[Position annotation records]
------------

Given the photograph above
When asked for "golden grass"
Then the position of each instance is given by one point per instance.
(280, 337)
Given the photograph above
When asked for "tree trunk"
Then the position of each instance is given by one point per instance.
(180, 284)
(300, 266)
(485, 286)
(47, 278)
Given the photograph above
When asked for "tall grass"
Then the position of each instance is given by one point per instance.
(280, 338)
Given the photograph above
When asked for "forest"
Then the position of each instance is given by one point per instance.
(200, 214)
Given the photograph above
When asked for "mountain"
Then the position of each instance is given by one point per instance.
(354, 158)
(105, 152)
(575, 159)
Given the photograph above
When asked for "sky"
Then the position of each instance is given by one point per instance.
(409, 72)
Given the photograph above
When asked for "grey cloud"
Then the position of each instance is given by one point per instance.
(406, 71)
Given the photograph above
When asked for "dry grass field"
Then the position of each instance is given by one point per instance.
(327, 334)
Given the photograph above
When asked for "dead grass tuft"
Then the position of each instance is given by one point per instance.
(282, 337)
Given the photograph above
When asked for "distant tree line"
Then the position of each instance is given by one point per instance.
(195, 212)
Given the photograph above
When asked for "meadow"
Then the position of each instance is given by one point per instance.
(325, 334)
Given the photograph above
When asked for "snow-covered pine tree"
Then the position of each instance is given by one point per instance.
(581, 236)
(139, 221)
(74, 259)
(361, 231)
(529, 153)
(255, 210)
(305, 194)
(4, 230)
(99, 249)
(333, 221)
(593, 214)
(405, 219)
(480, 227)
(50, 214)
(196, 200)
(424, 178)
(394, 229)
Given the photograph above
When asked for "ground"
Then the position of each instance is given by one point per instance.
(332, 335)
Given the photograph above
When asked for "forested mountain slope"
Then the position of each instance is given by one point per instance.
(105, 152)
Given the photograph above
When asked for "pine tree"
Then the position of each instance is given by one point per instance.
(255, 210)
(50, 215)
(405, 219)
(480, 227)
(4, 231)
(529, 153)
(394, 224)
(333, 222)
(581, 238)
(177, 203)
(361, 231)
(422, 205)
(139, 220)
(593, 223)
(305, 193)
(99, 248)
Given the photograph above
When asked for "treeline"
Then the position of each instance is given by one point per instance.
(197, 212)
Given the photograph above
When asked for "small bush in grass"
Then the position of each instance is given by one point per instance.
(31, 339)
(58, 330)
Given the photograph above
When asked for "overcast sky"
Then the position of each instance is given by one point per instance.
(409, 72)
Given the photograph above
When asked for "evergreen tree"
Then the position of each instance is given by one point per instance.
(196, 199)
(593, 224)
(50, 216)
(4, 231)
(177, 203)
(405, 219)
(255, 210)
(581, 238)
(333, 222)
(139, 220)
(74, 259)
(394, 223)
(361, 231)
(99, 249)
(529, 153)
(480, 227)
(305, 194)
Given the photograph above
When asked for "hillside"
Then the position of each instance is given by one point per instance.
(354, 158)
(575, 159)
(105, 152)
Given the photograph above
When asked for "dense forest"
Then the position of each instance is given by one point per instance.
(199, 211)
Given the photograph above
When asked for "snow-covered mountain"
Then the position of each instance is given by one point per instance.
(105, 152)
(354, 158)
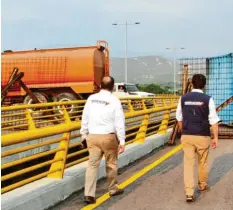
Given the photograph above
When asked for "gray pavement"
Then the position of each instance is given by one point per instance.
(162, 187)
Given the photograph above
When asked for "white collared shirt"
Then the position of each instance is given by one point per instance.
(103, 114)
(213, 117)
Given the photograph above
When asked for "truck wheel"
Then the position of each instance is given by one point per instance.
(41, 97)
(65, 97)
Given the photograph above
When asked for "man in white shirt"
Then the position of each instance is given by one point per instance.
(103, 126)
(195, 113)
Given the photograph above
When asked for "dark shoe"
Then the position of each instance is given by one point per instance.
(189, 198)
(205, 189)
(89, 200)
(118, 192)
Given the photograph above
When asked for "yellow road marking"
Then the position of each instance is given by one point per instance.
(133, 178)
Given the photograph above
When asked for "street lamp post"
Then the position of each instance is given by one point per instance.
(174, 64)
(126, 44)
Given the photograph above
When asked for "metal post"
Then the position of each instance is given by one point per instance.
(174, 63)
(126, 70)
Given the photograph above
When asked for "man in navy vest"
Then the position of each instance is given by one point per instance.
(195, 113)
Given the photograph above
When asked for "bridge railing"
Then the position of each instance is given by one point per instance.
(50, 142)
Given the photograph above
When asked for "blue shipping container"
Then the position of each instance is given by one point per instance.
(220, 83)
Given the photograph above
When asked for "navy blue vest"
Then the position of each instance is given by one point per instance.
(195, 111)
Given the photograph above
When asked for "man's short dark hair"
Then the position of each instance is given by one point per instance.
(107, 83)
(198, 81)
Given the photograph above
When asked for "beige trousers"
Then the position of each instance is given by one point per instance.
(192, 145)
(99, 145)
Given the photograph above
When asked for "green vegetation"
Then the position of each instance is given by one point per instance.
(154, 88)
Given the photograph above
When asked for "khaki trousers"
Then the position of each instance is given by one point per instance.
(99, 145)
(192, 145)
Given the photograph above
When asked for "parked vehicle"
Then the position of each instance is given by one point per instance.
(61, 74)
(129, 89)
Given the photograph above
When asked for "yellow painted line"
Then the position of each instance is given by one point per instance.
(133, 178)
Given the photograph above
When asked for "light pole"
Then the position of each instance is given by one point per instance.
(126, 24)
(174, 64)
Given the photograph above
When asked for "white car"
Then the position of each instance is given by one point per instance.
(129, 89)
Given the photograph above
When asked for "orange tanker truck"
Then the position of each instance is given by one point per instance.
(61, 74)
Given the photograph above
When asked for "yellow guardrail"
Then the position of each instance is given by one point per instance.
(42, 140)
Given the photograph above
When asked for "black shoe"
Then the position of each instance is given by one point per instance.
(89, 200)
(118, 192)
(189, 198)
(205, 189)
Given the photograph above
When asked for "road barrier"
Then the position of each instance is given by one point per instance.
(45, 138)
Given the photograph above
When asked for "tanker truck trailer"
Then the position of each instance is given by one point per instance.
(61, 74)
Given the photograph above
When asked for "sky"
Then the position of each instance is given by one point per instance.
(202, 27)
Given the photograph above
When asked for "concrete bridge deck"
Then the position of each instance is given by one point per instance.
(162, 187)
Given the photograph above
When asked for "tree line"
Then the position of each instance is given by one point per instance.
(154, 88)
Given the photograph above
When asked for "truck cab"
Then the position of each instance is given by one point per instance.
(128, 89)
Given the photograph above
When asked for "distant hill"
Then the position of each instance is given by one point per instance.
(144, 70)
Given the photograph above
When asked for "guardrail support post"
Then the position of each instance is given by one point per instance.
(164, 124)
(64, 145)
(31, 124)
(143, 129)
(130, 106)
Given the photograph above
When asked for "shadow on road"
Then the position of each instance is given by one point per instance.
(221, 166)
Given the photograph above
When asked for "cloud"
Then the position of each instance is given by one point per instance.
(202, 26)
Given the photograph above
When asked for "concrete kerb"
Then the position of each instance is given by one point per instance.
(46, 192)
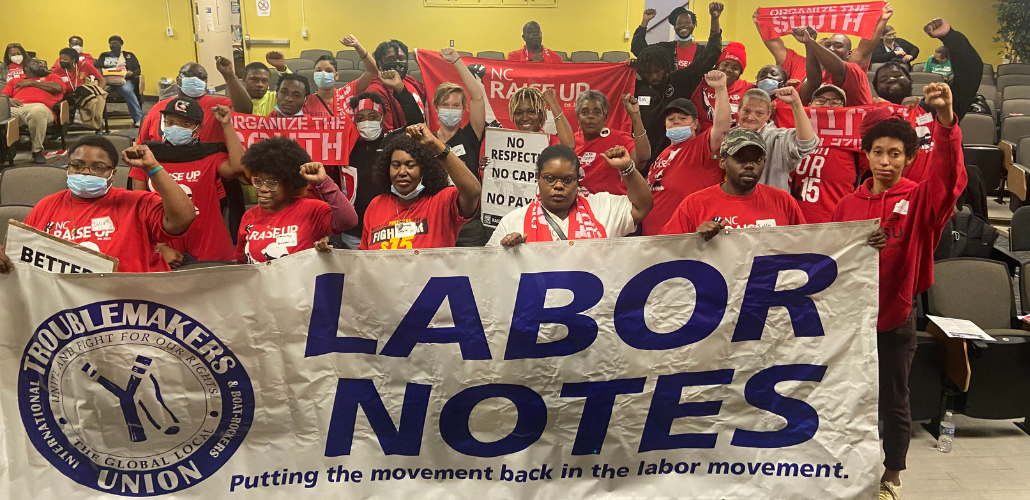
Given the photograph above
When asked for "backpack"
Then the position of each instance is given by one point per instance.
(980, 105)
(972, 235)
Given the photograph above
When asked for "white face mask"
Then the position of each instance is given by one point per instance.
(370, 130)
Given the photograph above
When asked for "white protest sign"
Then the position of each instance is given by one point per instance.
(27, 244)
(740, 368)
(510, 179)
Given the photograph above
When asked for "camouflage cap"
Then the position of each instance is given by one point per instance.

------------

Task prompt: Restate each of the entries above word for word and skip every image.

Response to this task:
Given the photograph above
When asked for "golden grass"
Then the position of each instance is given by one point per instance.
(280, 337)
Given the photograph above
When asked for "tree trunk"
Then the position of each instance is given by one point per instance.
(180, 284)
(300, 266)
(485, 286)
(47, 278)
Given the photograph above
When asked for "tall grass"
Then the position of each instance is given by one point per instance.
(280, 338)
Given the photograph above
When asked for "forest"
Then the position of each instance is given by one point per instance.
(200, 214)
Given the photograph above
When asked for "mountain"
Then the position of each instance is given by one point per instance.
(354, 158)
(105, 152)
(575, 159)
Given the photograph above
When asked for "sky"
Then the position of each instance is given by one point per instance.
(409, 72)
Given the photograph above
When asked for "grey cloud"
Then the position of each instance is given by one point per instance.
(406, 71)
Given the photograph above
When asked for "dry grass field"
Then the position of each instance is given by one point per instance.
(327, 334)
Given the photograph above
When asked for "dead grass tuft"
Then the position of each instance is given by one point per instance.
(282, 337)
Given the photograph above
When asked for "distant tree line"
Then the position of each instance is given by one point per instance.
(195, 212)
Given the photograph above
When asked for "meadow"
Then the position of each instance is given by one point per instance.
(325, 334)
Given the photograph above
When asked for "snow-covered pine tree"
Then the position of each instance is given by one point per instance.
(581, 236)
(139, 221)
(74, 259)
(361, 231)
(529, 153)
(255, 210)
(305, 194)
(4, 230)
(99, 249)
(333, 221)
(593, 214)
(405, 219)
(480, 227)
(50, 214)
(196, 200)
(424, 178)
(394, 229)
Given the photograph above
When asked for "ground"
Then the position of each instance is given by one point per instance.
(332, 335)
Given the photograph above
When asked for "forested mountain slope"
Then the position of each instance is given by one point per instance.
(105, 152)
Given the photograph above
When asked for "pine tree"
Then the position of each instance is given by one point per instance.
(255, 210)
(50, 215)
(405, 219)
(480, 227)
(4, 231)
(529, 153)
(394, 224)
(333, 222)
(581, 238)
(177, 203)
(361, 231)
(422, 205)
(139, 220)
(593, 223)
(305, 193)
(99, 248)
Given the photograph above
When asked for "treeline"
Then the position of each instance is given by one point per instance.
(197, 212)
Given the photograph above
When asked for "small bush in grass"
Then the position of each instance is given by one point per instance.
(31, 339)
(58, 330)
Given the photograph above
When asked for "overcast sky"
Then the position of each instance is given by one point per instance.
(409, 72)
Given the photograph above
When asked for "evergreen tree"
Then the position of each instance is given by one point per instance.
(196, 199)
(593, 224)
(50, 216)
(4, 231)
(177, 203)
(405, 219)
(255, 210)
(581, 238)
(333, 222)
(139, 220)
(74, 259)
(394, 223)
(361, 231)
(99, 249)
(529, 153)
(480, 227)
(305, 194)
Given the photograph above
When asked for "hillside"
Then the position of each instance is given by one point per instance.
(354, 158)
(575, 159)
(105, 152)
Given the photograph above
When asked for "dense forest"
Then the position of each instance is given by one point per instance.
(199, 211)
Given the photograph above
When asked for "snow-covered mountain"
Then the position of each instance is given by one point per instance.
(105, 152)
(354, 158)
Given the photograph above
When asked for "gray pavement"
Then the position of each instance is given by one point per instance.
(162, 187)
Given the photograph above
When asked for "white collared shirt"
Then the position of each instance is given by one point per instance.
(103, 114)
(213, 117)
Given the photograph above
When asked for "truck wheel"
Then the position of each instance is given by one point per instance.
(41, 97)
(65, 97)
Given the photograph above
When asked for "man in white shirt"
Then the position of each instance is given by one point per instance.
(103, 126)
(195, 113)
Given the photograph above
When asked for "dark shoe"
Then the position of each instance is given by one point per instance.
(189, 198)
(205, 189)
(89, 200)
(118, 192)
Given the photograph above
When asked for "yellow road marking"
Then the position of each instance is given by one point per instance.
(133, 178)
Given the photograph above
When asked for "street lamp post"
Then the position of each instance is given by one point per instance.
(174, 64)
(126, 44)
Given the photograph above
When asked for "metal post"
Then the position of each instance is given by one point per instance.
(174, 63)
(126, 70)
Given the photograph above
When asked for "man in navy vest"
Then the position of each instance is given by one point per instance.
(195, 113)
Given the photograph above
When asked for "bridge railing"
Then the position of each instance is given by one point per instance.
(50, 142)
Given the photograph above
When asked for "blue shipping container"
Then the position of each instance is given by one point per instance.
(220, 83)
Given the photograph above
When asked for "navy blue vest"
Then the position of each instance is given by one point per instance.
(195, 111)
Given the photograph above
When asked for "man's short dark hair"
Then the position of each instance is given by one point per instance.
(107, 83)
(198, 81)
Given the photograph above
When asked for "beige trousers"
Then the position of each instance is given by one point per instance.
(192, 145)
(99, 145)
Given the photograph above
When asked for "green vegetation"
Then the position of each instance is given by one point per instance.
(154, 88)
Given the photograph above
When asked for "khaki trousers"
Then the position of each instance is given by one point per instance.
(99, 145)
(192, 145)
Given the photograph above
When asked for "parked vehicle"
Then the position of each instance is given by one point per instance.
(61, 74)
(129, 89)
Given the photograph above
When asked for "yellow painted line"
Then the position of each instance is given by one point per instance.
(133, 178)
Given the photograph above
When asked for "light pole"
Then the position of each instance is given by one point per instance.
(126, 24)
(174, 64)
Given the photograph above
When asked for "white car"
Then the position of each instance is given by one point per instance.
(129, 89)
Given the photograph above
When asked for "orange tanker truck"
Then the position of each instance is given by one point per instance.
(61, 74)
Given the photograph above
When asked for "yellow guardrail"
Then the position of each instance is given by one point per instance.
(42, 140)
Given the photograph above
When asked for "black shoe"
Then the position of each instance is given by one point per instance.
(89, 200)
(118, 192)
(189, 198)
(205, 189)
Given the photograph above
When asked for "road barrier"
Then the position of each instance is given by one point per instance.
(45, 138)
Given the photograph above
When asked for "tanker truck trailer"
Then the position of each instance is given by one point per instance.
(61, 74)
Given the photograph above
When asked for "sky"
Then the position of each instance is given by one point per instance.
(202, 27)
Given the photograph above
When asked for "concrete bridge deck"
Then the position of each instance is given by one point per instance.
(162, 187)
Given the photograph above
When asked for "tree line"
Then the position of each instance is given by one point per instance.
(154, 88)
Given the photograph above
When asked for "truck cab"
Then the position of each instance is given by one point per instance.
(128, 89)
Given the photograph above
When asked for "distant hill"
Then the position of each instance is given by one point per instance.
(144, 70)
Given the photograph above
When asked for "guardrail support post"
Then the position of each instance is given by one point per instance.
(164, 124)
(64, 145)
(31, 124)
(143, 129)
(130, 106)
Given the photograph above
When asked for "shadow on road"
Then the position of each instance is given by one point per instance.
(221, 166)
Given the photograph above
When asked for "cloud"
Then the position of each instance is given by one point per instance.
(202, 26)
Given the photograph above
When asked for "concrete kerb"
Then the position of each instance is given by one point per instance.
(46, 192)
Given the photograph above
When asked for "backpack"
Then the position of each instance is given by one point per instance.
(980, 105)
(972, 235)
Given the photograph above
When asked for "white face mask"
Then the position of each instance is given by one point per instance.
(370, 130)
Given the photograph above
When asked for "white protest sign"
Then the position of each instance is given by one point per instance.
(27, 244)
(740, 368)
(510, 179)
Given the photograph above
When asked for "camouflage cap"
Then the position of each instance is given by one point per instance.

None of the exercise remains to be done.